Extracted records
====

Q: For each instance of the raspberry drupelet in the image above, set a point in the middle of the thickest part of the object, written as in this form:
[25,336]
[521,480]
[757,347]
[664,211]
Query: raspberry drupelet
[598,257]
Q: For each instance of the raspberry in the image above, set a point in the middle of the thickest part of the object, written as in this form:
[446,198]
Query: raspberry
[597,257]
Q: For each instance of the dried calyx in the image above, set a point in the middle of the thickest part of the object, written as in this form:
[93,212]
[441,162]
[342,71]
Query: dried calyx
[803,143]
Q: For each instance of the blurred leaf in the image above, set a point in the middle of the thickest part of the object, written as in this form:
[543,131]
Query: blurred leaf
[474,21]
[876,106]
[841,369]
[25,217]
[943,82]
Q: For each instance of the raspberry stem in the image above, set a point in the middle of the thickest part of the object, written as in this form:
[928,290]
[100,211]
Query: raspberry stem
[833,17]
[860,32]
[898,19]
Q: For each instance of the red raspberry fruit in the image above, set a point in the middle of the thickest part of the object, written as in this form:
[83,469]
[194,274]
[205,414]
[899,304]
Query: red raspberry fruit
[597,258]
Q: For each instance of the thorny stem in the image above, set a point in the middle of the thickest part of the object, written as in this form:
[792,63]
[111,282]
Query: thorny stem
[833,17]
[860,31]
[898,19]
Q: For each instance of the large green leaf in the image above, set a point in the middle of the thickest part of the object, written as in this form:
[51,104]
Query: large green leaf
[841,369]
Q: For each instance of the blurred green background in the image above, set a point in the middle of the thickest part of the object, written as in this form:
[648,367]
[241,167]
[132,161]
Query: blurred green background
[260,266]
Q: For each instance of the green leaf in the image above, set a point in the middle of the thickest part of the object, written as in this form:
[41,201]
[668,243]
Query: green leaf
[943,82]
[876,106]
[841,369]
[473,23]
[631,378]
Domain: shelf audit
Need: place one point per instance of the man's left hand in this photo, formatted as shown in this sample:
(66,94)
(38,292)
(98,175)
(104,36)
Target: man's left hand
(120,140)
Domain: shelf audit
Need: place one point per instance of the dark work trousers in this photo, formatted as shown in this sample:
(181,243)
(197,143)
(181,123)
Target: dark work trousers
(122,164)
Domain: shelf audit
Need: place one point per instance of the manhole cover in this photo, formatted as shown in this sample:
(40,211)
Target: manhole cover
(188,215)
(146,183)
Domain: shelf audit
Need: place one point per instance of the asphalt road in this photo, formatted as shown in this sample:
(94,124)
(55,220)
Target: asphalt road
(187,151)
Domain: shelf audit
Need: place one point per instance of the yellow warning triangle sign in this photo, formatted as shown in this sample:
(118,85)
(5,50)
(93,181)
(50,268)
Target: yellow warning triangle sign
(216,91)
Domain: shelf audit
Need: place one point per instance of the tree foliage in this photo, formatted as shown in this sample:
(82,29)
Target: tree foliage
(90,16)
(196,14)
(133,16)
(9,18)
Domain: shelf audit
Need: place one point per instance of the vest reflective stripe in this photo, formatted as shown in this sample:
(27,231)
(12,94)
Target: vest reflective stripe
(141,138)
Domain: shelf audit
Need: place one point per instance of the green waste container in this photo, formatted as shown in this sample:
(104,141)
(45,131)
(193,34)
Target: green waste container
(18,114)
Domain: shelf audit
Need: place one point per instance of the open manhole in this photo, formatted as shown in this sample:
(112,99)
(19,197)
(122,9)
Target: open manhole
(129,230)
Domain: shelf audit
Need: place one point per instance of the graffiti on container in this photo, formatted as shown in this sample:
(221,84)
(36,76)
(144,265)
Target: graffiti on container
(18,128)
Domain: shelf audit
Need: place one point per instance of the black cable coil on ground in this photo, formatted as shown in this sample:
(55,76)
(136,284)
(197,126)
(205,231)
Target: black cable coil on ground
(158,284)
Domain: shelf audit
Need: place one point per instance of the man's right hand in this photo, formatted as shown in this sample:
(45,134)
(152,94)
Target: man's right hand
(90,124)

====

▶ [Task prompt]: Where a line of the data includes the string "place", list that line.

▶ [Response below]:
Need: place one point per instance of the man's left hand in this photo, formatted as shown in this sample:
Need: place one point per instance of the dark work trousers in this photo, formatted as shown in this sample:
Need: place one point per instance of the manhole cover in this photo, formatted as shown in this sample:
Need: place one point per instance of the asphalt road in this photo, formatted as shown in this sample:
Need: place one point per instance of the yellow warning triangle sign in this photo, formatted as shown in this sample:
Need: place one point per instance of the tree foliage in this photo, formatted as shown in this sample:
Need: place one point per instance of the vest reflective stripe in this photo, formatted as shown in this sample:
Need: place one point per instance of the green waste container in this photo, formatted as shown in this sample:
Need: place one point per instance of the open manhole in this photo, formatted as shown in this sample:
Need: place one point per instance of the graffiti on container in this photo, formatted as shown in this sample:
Need: place one point per instance of the black cable coil on ground in this photo, formatted as shown in this sample:
Need: place one point per instance of the man's right hand in this photo, formatted as shown in this sample:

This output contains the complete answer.